TASK DESCRIPTION
Having found the line containing "Would you be able to point to the saddle horn" in the data below, reproduce that line and each one after it to the end, exactly, and include nothing else.

DATA FOR PROCESSING START

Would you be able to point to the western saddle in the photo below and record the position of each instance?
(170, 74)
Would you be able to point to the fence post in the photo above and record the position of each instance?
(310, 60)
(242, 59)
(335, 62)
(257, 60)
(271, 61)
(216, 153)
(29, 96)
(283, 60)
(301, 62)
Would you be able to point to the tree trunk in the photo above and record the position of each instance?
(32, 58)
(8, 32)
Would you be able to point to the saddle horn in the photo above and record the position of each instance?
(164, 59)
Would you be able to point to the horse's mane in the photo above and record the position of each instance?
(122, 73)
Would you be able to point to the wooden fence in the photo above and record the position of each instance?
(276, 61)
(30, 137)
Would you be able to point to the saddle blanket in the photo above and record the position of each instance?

DATA FOR PROCESSING END

RESULT OF THE EXERCISE
Would you be able to point to the saddle horn in the photo above and record the position of each instance?
(164, 59)
Would you be able to point to the horse's mane in the photo above and record the position of each instance?
(122, 73)
Would you be able to point to the wooden fence in the photo above and record the position of each instance?
(276, 61)
(30, 137)
Would you be able to point to the saddle blanket in the photo above and record the position of each instance?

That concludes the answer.